__Study text__
- - - - - - -
No ‘private meeting’ of Pope, brother accused in abuse cover-up, Vatican says

ARGENTINA
Crux

Inés San Martín
VATICAN CORRESPONDENT

ROSARIO, Argentina – Months after his rocky trip to Chile in mid-January, Pope Francis’s visit to the Latin American country is still grabbing headlines, mostly related to the way he’s handled the country’s clerical sexual abuse scandals. The latest: News broke on Tuesday that while in Chile, he met with a Marist brother who’s charged with covering up abuse cases in the country.

The Chilean website The Clinic published a picture showing Francis meeting the recently deceased Brother Mariano Varona, who passed away on Sunday, and is considered one of the key figures in the coverup of cases of child sexual abuse within the Marist congregation.
- - - - - - -
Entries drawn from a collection

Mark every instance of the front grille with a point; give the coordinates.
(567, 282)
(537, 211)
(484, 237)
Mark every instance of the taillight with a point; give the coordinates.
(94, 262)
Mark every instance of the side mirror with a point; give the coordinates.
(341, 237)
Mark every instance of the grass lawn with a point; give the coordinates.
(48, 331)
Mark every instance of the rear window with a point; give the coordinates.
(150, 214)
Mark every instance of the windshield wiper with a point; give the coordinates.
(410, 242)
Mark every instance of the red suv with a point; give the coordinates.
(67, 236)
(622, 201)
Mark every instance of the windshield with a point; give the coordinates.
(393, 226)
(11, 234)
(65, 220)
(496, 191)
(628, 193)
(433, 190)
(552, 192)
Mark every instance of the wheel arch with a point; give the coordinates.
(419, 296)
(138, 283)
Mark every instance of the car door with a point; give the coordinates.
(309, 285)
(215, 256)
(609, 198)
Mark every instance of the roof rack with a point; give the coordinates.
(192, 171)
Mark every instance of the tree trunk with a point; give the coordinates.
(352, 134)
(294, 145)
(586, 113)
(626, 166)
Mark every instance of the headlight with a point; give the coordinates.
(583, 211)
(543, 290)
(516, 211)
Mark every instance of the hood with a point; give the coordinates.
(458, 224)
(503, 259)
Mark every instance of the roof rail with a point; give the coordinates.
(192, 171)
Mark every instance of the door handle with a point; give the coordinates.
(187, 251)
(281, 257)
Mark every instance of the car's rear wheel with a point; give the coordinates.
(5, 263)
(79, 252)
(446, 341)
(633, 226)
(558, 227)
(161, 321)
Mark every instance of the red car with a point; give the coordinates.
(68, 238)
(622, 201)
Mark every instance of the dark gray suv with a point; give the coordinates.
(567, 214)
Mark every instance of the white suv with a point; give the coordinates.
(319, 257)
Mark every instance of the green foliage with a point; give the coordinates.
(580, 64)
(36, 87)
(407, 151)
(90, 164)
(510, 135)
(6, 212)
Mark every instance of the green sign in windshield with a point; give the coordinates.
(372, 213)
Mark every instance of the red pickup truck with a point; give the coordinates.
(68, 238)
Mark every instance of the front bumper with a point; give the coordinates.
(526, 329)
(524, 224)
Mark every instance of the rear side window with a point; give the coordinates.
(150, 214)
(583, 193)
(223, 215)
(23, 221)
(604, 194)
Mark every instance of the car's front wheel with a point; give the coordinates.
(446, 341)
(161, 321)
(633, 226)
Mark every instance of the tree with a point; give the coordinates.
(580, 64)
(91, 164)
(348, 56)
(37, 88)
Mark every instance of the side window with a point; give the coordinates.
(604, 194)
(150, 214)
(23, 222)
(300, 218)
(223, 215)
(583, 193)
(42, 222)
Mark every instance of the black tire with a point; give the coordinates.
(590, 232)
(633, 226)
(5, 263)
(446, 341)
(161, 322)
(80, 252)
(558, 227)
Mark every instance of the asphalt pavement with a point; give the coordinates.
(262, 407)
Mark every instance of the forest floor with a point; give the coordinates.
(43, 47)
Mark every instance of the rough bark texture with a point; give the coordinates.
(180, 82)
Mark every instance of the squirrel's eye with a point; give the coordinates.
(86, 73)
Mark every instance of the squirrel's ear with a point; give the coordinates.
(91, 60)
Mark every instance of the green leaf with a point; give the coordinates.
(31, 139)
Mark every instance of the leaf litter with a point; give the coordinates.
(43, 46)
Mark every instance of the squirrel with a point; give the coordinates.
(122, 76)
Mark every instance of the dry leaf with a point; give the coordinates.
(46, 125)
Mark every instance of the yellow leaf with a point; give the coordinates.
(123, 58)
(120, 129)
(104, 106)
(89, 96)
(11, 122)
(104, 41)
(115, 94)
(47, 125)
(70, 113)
- - - - - - -
__Tasks for this exercise__
A) Based on the news article, say whether each statement agrees with it, answering yes or no and quoting the deciding words: (i) Pope Francis's trip to Chile took place in mid-January; (ii) Brother Mariano Varona died on Tuesday; (iii) the picture of the meeting was published by a Chilean website.
B) Answer these questions from the news article:
(i) What city is the article datelined from?
(ii) What is the name of the website that published the picture?
(iii) Within which congregation did the abuse cases that Varona is said to have covered up occur?
C) Carry on the news article about the Pope's meeting with Brother Mariano Varona from where it stops.
The rows are not needed here.

__Activity answers__
A)
(i) Yes: "his rocky trip to Chile in mid-January"
(ii) No: "who passed away on Sunday"
(iii) Yes: "The Chilean website The Clinic published a picture"

B)
(i) Rosario, Argentina
(ii) The Clinic
(iii) The Marist congregation

C)
A Vatican spokesman told Crux on Tuesday, however, that Varona was part of a large group of people who greeted the pope during his farewell to the country, and was invited only because the Marist residence is located in front of the papal embassy where Francis stayed.

“There was no private meeting with Mariano Varona in Chile, nor any private conversation,” Vatican spokesman Greg Burke told Crux. “As happens always on the last day of a trip, a large number of people are invited for a baciamano during the farewell in the official residence,” Burke said, using the Italian phrase for the act of kissing the pope’s ring, and which informally simply means a greeting.